# Consegne dell'esercizio
1. Traduci in inglese questa frase dell'articolo sull'interrogatorio dell'allenatore: «È entrato alle 10 e 57, è uscito alle 12 e 10.»
2. Riprendi l'articolo sull'interrogatorio dell'allenatore e proseguilo subito dopo l'ultima frase riportata.

# Documento
══════════

Il mister di Trieste nega l’accusa davanti al giudice. Attese le deposizioni di altri ragazzini

Più di un’ora davanti al giudice Casavecchia e poi di nuovo a casa in regime di domiciliari 
Il tribunale di Trieste
Il tribunale di Trieste

TRIESTE È entrato alle 10 e 57, è uscito alle 12 e 10. La testa bassa, la mascherina che gli ricopriva il volto. C’erano due agenti della polizia penitenziaria ad accompagnarlo, assieme all’avvocato Giovanni Di Lullo.

Dopo un’ora abbondante di interrogatorio davanti al gip Marco Casavecchia, l’allenatore indagato per «atti sessuali» nei confronti di minorenni è stato riportato a casa, dove sta scontando gli arresti domiciliari. Il pm Lucia Baldovin, non presente ieri all’interrogatorio di garanzia, aveva chiesto una misura cautelare ancora più pesante: il carcere.

«Il mio assistito – osserva l’avvocato Di Lullo – ha scelto di rispondere alle domande del giudice e di spiegare. Ha raccontato che fa l’allenatore da ventisette anni e che ha sempre mantenuto un rapporto molto amichevole e anche affettuoso con i bambini, perché quello è il suo modo di essere».

══════════

# Dati forniti
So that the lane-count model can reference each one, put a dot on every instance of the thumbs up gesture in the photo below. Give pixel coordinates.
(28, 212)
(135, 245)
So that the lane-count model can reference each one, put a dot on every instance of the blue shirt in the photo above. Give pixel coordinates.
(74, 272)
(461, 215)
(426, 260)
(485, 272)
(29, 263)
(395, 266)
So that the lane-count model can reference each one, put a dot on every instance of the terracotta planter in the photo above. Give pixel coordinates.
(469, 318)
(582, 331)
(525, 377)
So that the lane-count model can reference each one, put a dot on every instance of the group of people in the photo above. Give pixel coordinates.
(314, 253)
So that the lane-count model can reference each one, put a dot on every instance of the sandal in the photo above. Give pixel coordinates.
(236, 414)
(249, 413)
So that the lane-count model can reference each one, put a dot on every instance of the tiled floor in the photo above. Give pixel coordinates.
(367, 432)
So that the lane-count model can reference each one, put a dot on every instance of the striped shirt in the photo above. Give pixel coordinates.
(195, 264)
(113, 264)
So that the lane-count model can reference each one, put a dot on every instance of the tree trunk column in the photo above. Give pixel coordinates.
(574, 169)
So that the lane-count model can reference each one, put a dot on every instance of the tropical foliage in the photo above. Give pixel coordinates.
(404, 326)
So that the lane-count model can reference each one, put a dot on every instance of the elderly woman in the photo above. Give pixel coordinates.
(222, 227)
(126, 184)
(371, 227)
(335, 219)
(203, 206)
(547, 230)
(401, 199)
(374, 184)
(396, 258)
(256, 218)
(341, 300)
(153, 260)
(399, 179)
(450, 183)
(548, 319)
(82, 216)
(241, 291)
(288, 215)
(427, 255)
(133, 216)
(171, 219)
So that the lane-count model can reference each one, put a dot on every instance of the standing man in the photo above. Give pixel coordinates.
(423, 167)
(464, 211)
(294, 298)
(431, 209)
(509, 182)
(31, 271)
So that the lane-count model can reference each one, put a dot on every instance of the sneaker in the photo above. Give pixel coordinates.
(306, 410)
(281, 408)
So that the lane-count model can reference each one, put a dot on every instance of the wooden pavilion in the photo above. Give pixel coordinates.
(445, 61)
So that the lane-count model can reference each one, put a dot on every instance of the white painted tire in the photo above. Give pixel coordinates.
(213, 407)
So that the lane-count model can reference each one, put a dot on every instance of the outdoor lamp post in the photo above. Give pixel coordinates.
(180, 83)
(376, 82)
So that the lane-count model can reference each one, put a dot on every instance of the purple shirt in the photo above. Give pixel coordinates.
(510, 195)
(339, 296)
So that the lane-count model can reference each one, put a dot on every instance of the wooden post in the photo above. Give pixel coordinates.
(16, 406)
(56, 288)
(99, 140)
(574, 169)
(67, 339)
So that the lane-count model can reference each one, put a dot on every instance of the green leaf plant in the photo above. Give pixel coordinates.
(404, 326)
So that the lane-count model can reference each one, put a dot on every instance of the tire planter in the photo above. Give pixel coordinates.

══════════

# Soluzioni
1. He went in at 10:57 and came out at 12:10.

2.
L’indagato ha risposto anche al nodo centrale dell’intera inchiesta: gli atti sessuali che emergono dalle testimonianze delle famiglie, riferiti dai bambini, raccolte nelle 16 denunce presentate alla polizia. Denunce su cui sta investigando la Squadra mobile, raccolte dalla Procura in 11 capi di imputazione.

«Nessun atto sessuale», riprende l’avvocato Di Lullo. «I contatti fisici certamente ci sono stati – aggiunge – come è normale in un contesto sportivo. Cioè una pacca sul sedere, per intenderci, oppure gli abbracci durante una partita magari dopo un gol. Stiamo parlando di quella fisicità connaturata al calcio, in campo e in spogliatoio. Il mio assistito talvolta trattava come suoi pari i bambini, ma non c’è mai stata alcuna malizia sessuale. Parliamo di una persona che ha famiglia, una famiglia solida».

L’indagato dunque nega categoricamente qualsiasi approccio intimo. Nessuna molestia, insomma. «No – ripete il legale – escludiamo nel modo più assoluto che si possano essere verificati palpeggiamenti nelle parti intime dei bambini. Non c’è stato alcun atto di natura sessuale. Gli unici contatti fisici sono stati abbracci in campo e in spogliatoio, in un clima di amicizia e divertimento».

Gli inquirenti contestano anche alcuni messaggi inviati dall’allenatore ai suoi giocatori. Stando all’accusa, in quei whatsapp l’uomo ha chiesto ai minori foto intime e ha fatto chiari allusioni sessuali. «No – ribatte l’avvocato Di Lullo – non possiamo considerare i messaggi fuori dal loro contesto. E in tutto ciò va considerato che l’allenatore aveva un atteggiamento quasi genitoriale nei confronti dei bambini. Da un lato si metteva al loro stesso livello, come se fosse lui uno di loro. Dall’altro si comportava come un padre affettuoso. Ma, lo ribadisco, in tutto ciò non c’era alcuna malizia».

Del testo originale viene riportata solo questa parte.